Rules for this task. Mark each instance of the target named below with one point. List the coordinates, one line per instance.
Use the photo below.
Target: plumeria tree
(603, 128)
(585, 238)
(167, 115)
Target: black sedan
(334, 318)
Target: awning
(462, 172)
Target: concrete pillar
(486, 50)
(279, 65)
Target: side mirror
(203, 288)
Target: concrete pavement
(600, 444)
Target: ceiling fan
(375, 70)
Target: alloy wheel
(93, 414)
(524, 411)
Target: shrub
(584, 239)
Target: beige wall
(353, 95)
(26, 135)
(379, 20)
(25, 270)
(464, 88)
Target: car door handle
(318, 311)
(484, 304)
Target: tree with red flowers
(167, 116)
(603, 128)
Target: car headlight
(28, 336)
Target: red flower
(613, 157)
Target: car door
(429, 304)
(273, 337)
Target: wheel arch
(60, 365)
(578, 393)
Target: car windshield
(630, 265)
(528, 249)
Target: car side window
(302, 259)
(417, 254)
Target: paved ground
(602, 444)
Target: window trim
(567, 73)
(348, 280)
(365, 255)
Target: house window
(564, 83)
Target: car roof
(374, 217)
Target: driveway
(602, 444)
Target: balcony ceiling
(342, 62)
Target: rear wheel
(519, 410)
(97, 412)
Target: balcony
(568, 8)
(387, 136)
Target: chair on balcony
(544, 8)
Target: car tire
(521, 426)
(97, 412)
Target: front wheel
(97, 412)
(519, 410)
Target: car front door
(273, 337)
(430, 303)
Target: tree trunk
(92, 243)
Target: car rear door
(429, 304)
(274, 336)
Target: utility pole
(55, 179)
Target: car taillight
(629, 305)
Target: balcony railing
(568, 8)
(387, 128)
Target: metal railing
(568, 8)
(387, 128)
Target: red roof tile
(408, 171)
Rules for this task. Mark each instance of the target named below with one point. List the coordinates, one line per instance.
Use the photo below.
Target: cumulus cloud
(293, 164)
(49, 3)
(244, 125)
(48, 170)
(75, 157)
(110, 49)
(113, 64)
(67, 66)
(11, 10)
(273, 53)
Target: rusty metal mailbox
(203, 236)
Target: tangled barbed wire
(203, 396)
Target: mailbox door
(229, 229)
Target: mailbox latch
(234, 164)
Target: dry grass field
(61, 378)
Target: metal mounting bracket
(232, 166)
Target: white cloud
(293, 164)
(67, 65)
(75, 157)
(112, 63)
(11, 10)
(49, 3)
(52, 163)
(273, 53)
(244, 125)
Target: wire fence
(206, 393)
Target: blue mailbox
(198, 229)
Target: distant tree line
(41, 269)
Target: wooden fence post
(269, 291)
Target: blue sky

-------

§ **TASK DETAILS**
Above are the records; retype them all without a single difference.

§ **SOLUTION FOR THIS EXERCISE**
Rules for this task. Mark each instance of the target named below with one point. List the coordinates, one line per instance.
Use the photo below.
Target: plumeria tree
(603, 128)
(585, 238)
(167, 115)
Target: black sedan
(334, 318)
Target: awning
(462, 172)
Target: concrete pillar
(486, 50)
(279, 65)
Target: side mirror
(203, 288)
Target: concrete pavement
(600, 444)
Target: ceiling fan
(375, 70)
Target: alloy wheel
(93, 414)
(524, 411)
Target: shrub
(584, 239)
Target: beige wall
(353, 95)
(26, 135)
(379, 20)
(25, 270)
(464, 88)
Target: car door handle
(318, 311)
(484, 304)
Target: tree with red flowers
(167, 116)
(603, 128)
Target: car headlight
(28, 336)
Target: red flower
(613, 157)
Target: car door
(429, 304)
(273, 337)
Target: wheel arch
(60, 365)
(578, 393)
Target: car windshield
(630, 265)
(528, 249)
Target: car side window
(302, 259)
(417, 254)
Target: paved ground
(602, 444)
Target: window trim
(567, 73)
(348, 280)
(365, 255)
Target: house window
(564, 83)
Target: car roof
(374, 217)
Target: driveway
(602, 444)
Target: balcony ceiling
(342, 62)
Target: rear wheel
(519, 410)
(97, 412)
Target: balcony
(568, 8)
(387, 136)
Target: chair on balcony
(544, 8)
Target: car tire
(521, 426)
(97, 412)
Target: front wheel
(97, 412)
(519, 410)
Target: car front door
(273, 337)
(430, 303)
Target: tree trunk
(92, 243)
Target: car rear door
(429, 304)
(274, 336)
Target: utility pole
(55, 179)
Target: car taillight
(629, 305)
Target: balcony railing
(568, 8)
(387, 128)
Target: metal railing
(568, 8)
(387, 128)
Target: red roof tile
(408, 171)
Rules for this task. Mark each instance of the target named below with one point. List the coordinates, one line per instance.
Use the photo below.
Target: cumulus cloud
(293, 164)
(49, 3)
(244, 125)
(48, 170)
(75, 157)
(110, 49)
(113, 64)
(67, 66)
(11, 10)
(273, 53)
Target: rusty metal mailbox
(203, 236)
Target: tangled barbed wire
(203, 396)
Target: mailbox door
(229, 229)
Target: mailbox latch
(234, 164)
Target: dry grass field
(61, 378)
Target: metal mounting bracket
(232, 166)
Target: white cloud
(293, 164)
(67, 65)
(75, 157)
(112, 63)
(11, 10)
(49, 3)
(52, 163)
(273, 53)
(244, 125)
Target: wire fence
(206, 393)
Target: blue mailbox
(198, 229)
Target: distant tree line
(41, 269)
Target: wooden fence post
(269, 291)
Target: blue sky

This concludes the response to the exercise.